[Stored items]
#####

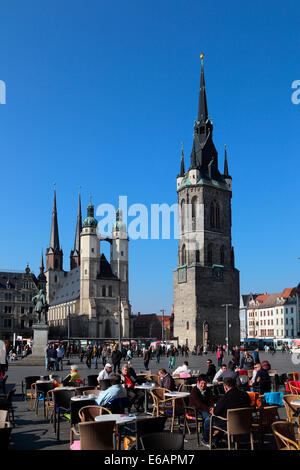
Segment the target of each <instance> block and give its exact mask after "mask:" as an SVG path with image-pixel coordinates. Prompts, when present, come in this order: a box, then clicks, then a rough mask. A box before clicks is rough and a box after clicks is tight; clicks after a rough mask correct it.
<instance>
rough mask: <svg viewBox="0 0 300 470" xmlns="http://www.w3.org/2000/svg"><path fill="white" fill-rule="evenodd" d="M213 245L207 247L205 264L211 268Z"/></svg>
mask: <svg viewBox="0 0 300 470" xmlns="http://www.w3.org/2000/svg"><path fill="white" fill-rule="evenodd" d="M212 255H213V245H212V243H210V244H209V245H208V247H207V263H208V265H209V266H212Z"/></svg>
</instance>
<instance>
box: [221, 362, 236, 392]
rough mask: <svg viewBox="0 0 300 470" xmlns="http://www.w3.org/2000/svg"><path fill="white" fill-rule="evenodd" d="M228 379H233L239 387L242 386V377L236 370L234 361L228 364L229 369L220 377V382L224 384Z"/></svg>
mask: <svg viewBox="0 0 300 470" xmlns="http://www.w3.org/2000/svg"><path fill="white" fill-rule="evenodd" d="M227 377H231V378H233V379H234V380H235V384H236V385H237V386H240V385H241V380H240V375H239V373H238V372H236V371H235V370H234V364H233V362H232V361H230V362H229V363H228V368H227V370H225V371H224V372H222V374H221V375H220V377H219V381H220V382H223V381H224V380H225V379H226V378H227Z"/></svg>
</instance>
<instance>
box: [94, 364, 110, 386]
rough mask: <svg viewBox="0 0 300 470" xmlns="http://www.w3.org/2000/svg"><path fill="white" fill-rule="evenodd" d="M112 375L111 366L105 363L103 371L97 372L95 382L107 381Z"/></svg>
mask: <svg viewBox="0 0 300 470" xmlns="http://www.w3.org/2000/svg"><path fill="white" fill-rule="evenodd" d="M111 374H112V366H111V364H109V363H108V362H107V364H105V367H104V369H103V370H101V372H99V375H98V377H97V381H98V383H99V382H100V380H107V379H109V376H110V375H111Z"/></svg>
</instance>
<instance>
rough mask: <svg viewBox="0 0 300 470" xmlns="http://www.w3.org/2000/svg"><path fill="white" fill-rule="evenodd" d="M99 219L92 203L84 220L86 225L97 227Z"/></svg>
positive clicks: (85, 226)
mask: <svg viewBox="0 0 300 470" xmlns="http://www.w3.org/2000/svg"><path fill="white" fill-rule="evenodd" d="M97 225H98V221H97V220H96V219H95V217H94V206H93V204H92V203H90V204H89V205H88V207H87V218H86V219H84V221H83V226H84V227H97Z"/></svg>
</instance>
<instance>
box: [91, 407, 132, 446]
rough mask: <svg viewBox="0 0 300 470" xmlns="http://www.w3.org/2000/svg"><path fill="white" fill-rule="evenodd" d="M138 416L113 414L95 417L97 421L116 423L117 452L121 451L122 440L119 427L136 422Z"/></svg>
mask: <svg viewBox="0 0 300 470" xmlns="http://www.w3.org/2000/svg"><path fill="white" fill-rule="evenodd" d="M135 420H136V416H129V415H124V414H118V413H111V414H107V415H99V416H96V417H95V421H101V422H102V421H115V422H116V430H115V432H116V434H115V438H116V450H120V447H121V438H120V431H119V426H120V425H122V424H126V423H130V422H131V421H135Z"/></svg>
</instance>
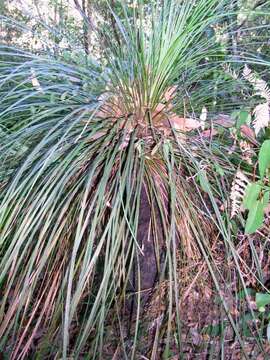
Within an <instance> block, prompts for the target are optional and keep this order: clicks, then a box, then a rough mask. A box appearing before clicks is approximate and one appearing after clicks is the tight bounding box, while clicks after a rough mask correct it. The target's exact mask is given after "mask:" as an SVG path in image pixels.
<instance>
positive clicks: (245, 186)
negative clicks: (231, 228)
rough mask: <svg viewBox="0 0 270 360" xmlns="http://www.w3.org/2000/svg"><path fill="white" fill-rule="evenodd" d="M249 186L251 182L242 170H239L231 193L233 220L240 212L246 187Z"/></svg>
mask: <svg viewBox="0 0 270 360" xmlns="http://www.w3.org/2000/svg"><path fill="white" fill-rule="evenodd" d="M248 184H249V180H248V178H247V177H246V175H244V174H243V172H242V171H241V170H237V172H236V174H235V177H234V180H233V183H232V188H231V193H230V200H231V219H232V218H233V217H234V216H235V215H237V214H238V213H239V211H240V207H241V204H242V201H243V197H244V195H245V190H246V187H247V186H248Z"/></svg>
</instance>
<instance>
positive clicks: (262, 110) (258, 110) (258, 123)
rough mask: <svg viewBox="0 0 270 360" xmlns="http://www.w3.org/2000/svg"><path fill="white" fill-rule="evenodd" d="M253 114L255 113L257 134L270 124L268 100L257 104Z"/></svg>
mask: <svg viewBox="0 0 270 360" xmlns="http://www.w3.org/2000/svg"><path fill="white" fill-rule="evenodd" d="M253 114H254V121H253V127H254V131H255V134H256V136H257V135H258V133H259V132H260V130H261V129H264V128H266V127H267V126H268V125H269V122H270V117H269V104H268V103H267V102H266V103H263V104H259V105H257V106H256V107H255V109H254V111H253Z"/></svg>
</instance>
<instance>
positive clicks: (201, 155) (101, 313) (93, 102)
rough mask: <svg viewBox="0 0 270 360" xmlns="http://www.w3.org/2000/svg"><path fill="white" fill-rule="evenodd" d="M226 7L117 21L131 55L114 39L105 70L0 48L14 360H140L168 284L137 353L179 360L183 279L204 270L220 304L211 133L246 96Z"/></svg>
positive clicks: (211, 132) (2, 243) (194, 4)
mask: <svg viewBox="0 0 270 360" xmlns="http://www.w3.org/2000/svg"><path fill="white" fill-rule="evenodd" d="M229 5H230V1H225V0H222V1H220V0H198V1H182V2H181V1H180V2H179V1H173V0H172V1H165V2H162V3H156V4H154V5H151V6H150V7H149V6H148V7H145V8H144V7H143V6H141V5H139V6H137V7H134V13H133V16H132V17H124V19H122V20H120V19H119V18H117V17H115V22H116V24H117V29H118V30H117V31H118V36H119V39H121V45H122V46H120V47H119V46H116V45H115V41H113V40H111V39H110V36H109V35H108V39H107V40H106V44H111V45H110V46H109V47H108V48H107V49H105V50H104V52H105V54H106V59H105V62H106V66H103V65H100V66H99V65H96V64H94V63H93V64H90V65H89V66H88V67H86V68H82V67H79V66H73V65H69V64H66V63H63V62H61V61H58V60H55V59H51V58H46V57H44V56H38V55H32V54H28V53H26V52H22V51H19V50H14V49H11V48H5V47H2V48H1V53H0V56H1V63H0V66H1V78H0V81H1V82H0V86H1V88H0V89H1V105H0V106H1V108H0V111H1V114H0V117H1V120H0V126H1V131H3V132H4V134H5V135H4V136H3V140H1V141H2V143H1V144H2V148H1V167H0V190H1V193H0V197H1V206H0V231H1V232H0V234H1V240H0V251H1V258H0V261H1V263H0V269H1V271H0V279H1V303H0V324H1V325H0V345H1V347H2V348H3V349H5V352H7V353H8V354H9V357H10V359H26V358H29V357H31V356H32V355H33V354H36V356H38V357H40V358H46V357H51V356H53V357H55V358H58V357H59V358H67V357H69V356H71V357H74V358H79V357H80V356H81V357H82V358H84V357H85V358H90V359H95V358H102V359H105V358H106V356H107V357H108V358H112V355H113V354H117V352H118V353H119V354H118V355H119V358H121V359H122V358H129V359H132V358H139V357H140V352H141V351H143V350H142V349H140V347H139V346H138V343H139V340H140V339H139V337H140V333H141V330H142V329H144V328H143V326H144V322H143V320H144V317H143V314H144V312H143V311H144V310H143V307H144V306H146V303H148V304H149V303H151V301H150V300H149V298H150V297H151V292H150V291H149V290H151V289H152V288H153V286H154V285H155V286H157V287H158V285H159V284H162V286H163V285H164V284H166V291H165V292H166V294H167V300H166V306H165V309H164V311H163V315H162V316H160V314H159V315H158V319H159V320H158V321H156V322H154V325H153V324H152V325H151V326H152V327H153V326H154V336H153V341H152V343H151V345H150V346H149V348H147V349H146V350H145V352H144V354H149V353H150V355H149V356H152V357H151V358H153V359H154V358H161V356H162V354H163V356H164V358H169V354H174V355H176V356H177V354H179V353H181V351H182V350H181V349H182V344H183V342H182V340H181V336H182V335H181V334H182V333H181V316H182V314H181V311H182V309H181V308H180V307H179V304H180V300H179V296H180V294H181V291H182V290H181V278H180V275H179V274H180V273H179V266H180V267H181V265H182V264H186V263H187V261H188V262H190V263H191V264H192V263H193V261H197V260H199V259H202V258H204V259H205V261H206V262H207V265H208V268H209V271H210V273H211V275H212V277H213V281H214V283H215V285H216V288H217V291H218V292H219V293H220V286H219V282H218V281H219V280H220V281H221V279H222V277H221V276H220V277H219V274H220V272H219V270H218V269H217V267H216V265H215V263H214V262H213V261H212V260H213V259H212V254H211V246H212V242H213V238H215V237H216V236H217V234H218V236H220V238H221V239H222V241H223V243H224V244H225V245H224V246H225V248H226V249H227V250H228V251H229V250H230V251H231V250H232V249H231V246H232V242H231V240H230V227H228V228H227V227H226V222H227V221H228V219H229V217H230V215H229V214H228V213H227V209H226V207H224V206H223V208H222V211H223V213H222V214H221V210H220V208H221V205H222V202H223V201H224V199H225V197H226V196H225V195H224V191H225V190H226V189H227V188H228V184H227V175H231V174H233V173H234V165H232V163H231V162H230V161H229V159H228V157H227V153H226V149H227V148H226V141H225V142H224V141H222V140H220V142H217V137H214V134H216V133H217V131H215V132H214V129H212V127H211V126H210V122H208V120H209V119H212V118H215V114H216V113H218V112H219V111H221V110H224V109H226V110H227V111H228V110H230V107H229V105H228V104H230V99H231V97H232V98H233V96H234V95H235V94H236V93H238V92H239V86H241V82H239V83H237V87H235V83H236V82H237V80H235V79H232V80H231V81H229V80H228V79H227V78H226V77H225V76H224V78H222V76H223V75H224V70H223V66H222V64H223V62H225V60H226V61H228V59H227V58H226V57H227V55H228V57H229V59H230V56H229V54H230V53H229V51H230V45H229V44H228V48H226V49H224V46H223V45H222V47H221V45H220V44H219V43H218V42H217V41H215V40H216V38H215V32H213V31H212V28H213V27H216V26H217V24H218V22H224V23H226V19H227V18H223V16H224V14H226V9H227V7H228V6H229ZM125 9H126V7H125V4H123V13H124V14H125ZM149 9H150V10H149ZM144 11H145V12H146V13H147V15H148V17H149V14H150V19H151V21H150V24H149V27H150V30H149V28H148V29H147V30H148V32H147V33H145V32H144V30H143V29H144V27H143V26H141V25H142V23H143V19H144ZM226 16H227V15H226ZM228 26H229V25H228V24H227V30H228V31H229V28H228ZM105 35H106V34H105ZM105 35H104V34H102V37H103V41H104V36H105ZM224 98H226V104H225V103H224ZM233 106H235V104H233V103H232V107H233ZM225 140H226V139H225ZM235 156H236V155H235ZM225 175H226V176H225ZM218 198H219V199H221V200H218ZM220 201H221V203H220ZM213 234H215V236H214V235H213ZM220 295H221V293H220ZM222 302H223V306H224V308H225V310H226V311H227V313H228V314H227V315H228V317H229V319H230V321H231V324H232V326H233V328H234V331H235V333H236V336H237V338H238V340H239V343H240V345H241V346H242V345H243V343H242V341H241V336H240V334H239V331H238V329H237V327H236V325H235V322H234V319H233V318H232V316H231V314H230V312H229V311H228V306H227V304H226V301H225V299H224V298H222ZM127 314H130V315H127ZM127 319H128V320H129V321H128V320H127ZM109 343H111V345H110V346H109ZM153 344H154V345H153ZM150 349H151V350H150Z"/></svg>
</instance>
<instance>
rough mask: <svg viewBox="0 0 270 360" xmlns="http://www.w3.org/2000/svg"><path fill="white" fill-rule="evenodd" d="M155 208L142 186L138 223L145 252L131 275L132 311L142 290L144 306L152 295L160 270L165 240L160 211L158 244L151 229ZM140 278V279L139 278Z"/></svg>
mask: <svg viewBox="0 0 270 360" xmlns="http://www.w3.org/2000/svg"><path fill="white" fill-rule="evenodd" d="M152 211H153V209H151V206H150V204H149V199H148V196H147V192H146V189H145V186H143V187H142V192H141V202H140V215H139V224H138V233H137V239H138V243H139V245H140V247H141V249H142V252H143V253H139V257H138V260H137V261H134V265H133V269H132V273H131V276H130V282H131V286H130V288H131V292H132V293H134V295H132V296H131V298H130V299H129V300H128V303H127V306H128V307H129V309H130V311H131V313H132V312H134V311H135V310H136V308H137V293H138V291H139V292H140V300H141V305H142V308H143V306H144V305H145V304H146V303H147V301H148V300H149V298H150V297H151V292H152V290H153V287H154V286H155V283H156V281H157V279H158V274H159V272H160V268H161V264H160V254H159V253H158V252H160V248H161V249H162V248H163V249H164V240H163V239H162V227H161V219H160V216H159V215H158V211H157V210H154V211H155V219H157V222H158V224H157V228H158V230H159V236H158V240H160V241H162V243H159V244H156V241H155V238H154V236H153V232H152V231H151V217H152V216H151V213H152ZM152 218H153V217H152ZM139 279H140V280H139Z"/></svg>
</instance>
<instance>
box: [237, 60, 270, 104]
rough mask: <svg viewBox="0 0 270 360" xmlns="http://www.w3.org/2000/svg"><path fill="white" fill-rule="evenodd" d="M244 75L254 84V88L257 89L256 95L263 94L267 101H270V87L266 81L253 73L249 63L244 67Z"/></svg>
mask: <svg viewBox="0 0 270 360" xmlns="http://www.w3.org/2000/svg"><path fill="white" fill-rule="evenodd" d="M243 77H244V79H246V80H247V81H248V82H249V83H250V84H252V85H253V87H254V90H255V91H256V93H255V95H258V96H261V97H262V98H264V99H265V100H266V101H267V103H270V88H269V86H268V85H267V82H266V81H264V80H263V79H261V78H259V77H258V76H257V75H256V74H255V73H253V72H252V70H251V69H250V68H249V67H248V66H247V65H245V67H244V70H243Z"/></svg>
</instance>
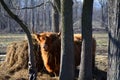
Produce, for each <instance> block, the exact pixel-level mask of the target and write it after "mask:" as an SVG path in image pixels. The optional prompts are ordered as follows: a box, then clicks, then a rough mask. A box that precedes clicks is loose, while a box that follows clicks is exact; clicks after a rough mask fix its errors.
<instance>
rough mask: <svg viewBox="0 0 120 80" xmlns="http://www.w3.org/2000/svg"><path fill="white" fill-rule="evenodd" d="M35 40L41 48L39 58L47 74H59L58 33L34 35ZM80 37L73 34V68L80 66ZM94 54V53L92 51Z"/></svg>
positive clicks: (49, 33)
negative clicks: (34, 35) (44, 68)
mask: <svg viewBox="0 0 120 80" xmlns="http://www.w3.org/2000/svg"><path fill="white" fill-rule="evenodd" d="M35 35H36V36H35V38H36V40H37V41H38V43H39V44H40V47H41V56H42V59H43V63H44V66H45V68H46V70H47V71H48V72H49V73H55V74H56V75H58V74H59V69H60V55H61V37H60V33H54V32H43V33H40V34H35ZM81 46H82V36H81V34H74V54H75V66H78V65H79V64H80V58H81ZM93 54H95V51H93Z"/></svg>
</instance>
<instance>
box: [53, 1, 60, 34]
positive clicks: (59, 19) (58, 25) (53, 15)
mask: <svg viewBox="0 0 120 80" xmlns="http://www.w3.org/2000/svg"><path fill="white" fill-rule="evenodd" d="M53 4H54V6H56V8H57V10H55V9H54V8H53V9H52V31H53V32H59V22H60V17H59V12H60V0H53Z"/></svg>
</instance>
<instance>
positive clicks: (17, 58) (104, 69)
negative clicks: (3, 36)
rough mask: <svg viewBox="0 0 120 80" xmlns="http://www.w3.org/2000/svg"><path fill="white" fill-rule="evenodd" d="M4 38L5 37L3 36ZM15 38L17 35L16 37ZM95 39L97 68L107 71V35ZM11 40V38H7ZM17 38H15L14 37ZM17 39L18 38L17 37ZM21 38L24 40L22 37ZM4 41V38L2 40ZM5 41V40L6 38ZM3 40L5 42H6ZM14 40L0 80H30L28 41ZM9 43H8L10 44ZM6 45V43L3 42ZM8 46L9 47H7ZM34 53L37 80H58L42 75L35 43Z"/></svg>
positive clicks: (50, 77)
mask: <svg viewBox="0 0 120 80" xmlns="http://www.w3.org/2000/svg"><path fill="white" fill-rule="evenodd" d="M3 36H4V35H3ZM14 36H15V35H14ZM94 37H95V39H96V40H97V51H96V53H97V55H96V67H97V68H98V69H100V70H103V71H106V70H107V40H108V39H107V34H94ZM6 38H9V37H6ZM12 38H15V37H12ZM16 38H17V37H16ZM19 38H24V35H22V36H21V37H18V39H16V40H19ZM1 39H2V38H1ZM4 40H5V38H4ZM4 40H3V41H4ZM13 40H14V39H11V40H10V38H9V40H6V41H8V42H9V41H10V43H9V45H8V47H7V55H6V58H5V60H4V62H2V64H0V80H28V57H27V56H28V53H27V49H28V46H27V41H25V40H24V41H23V40H22V41H20V40H19V42H18V41H17V42H13V43H11V42H12V41H13ZM8 42H6V43H7V44H8ZM3 43H5V42H3ZM6 46H7V45H6ZM34 47H35V49H34V52H35V55H36V56H37V57H36V64H37V65H36V66H37V70H38V71H39V72H38V76H37V80H58V77H50V75H48V74H47V73H43V74H41V72H40V70H41V68H40V66H41V65H40V64H42V63H40V61H41V60H39V59H40V55H39V54H37V53H38V52H37V51H38V45H37V43H34Z"/></svg>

#####

WHAT THE EXERCISE ASKS: Filtering the entries above by the word "exact", copy each line that matches.

TASK RESPONSE:
Segment the target of each <instance> block and give its exact mask after "mask:" as an SVG path with image-pixel coordinates. Prompts, when present, come in this order: a box, then clicks, then a rough mask. A box before clicks is rough and a box after clicks is tight; clicks after a rough mask correct it.
Within an <instance> block, prompts for the target are optional and keep this order: clicks, then a box, then a rough mask. A box appearing before clicks is approximate and one appearing after clicks is the tight bounding box, while clicks after a rough mask correct it. The target's exact mask is given after "mask:" as an SVG path in image pixels.
Produce, for each <instance> block, the exact pixel-level mask of the target and write it after "mask:" as an SVG path in image pixels. The optional prompts are ordered as follows: a box, then clicks, then a rough mask. A box that precedes clicks is loose, while a box that follows clicks is exact; clicks after a rough mask fix its errors.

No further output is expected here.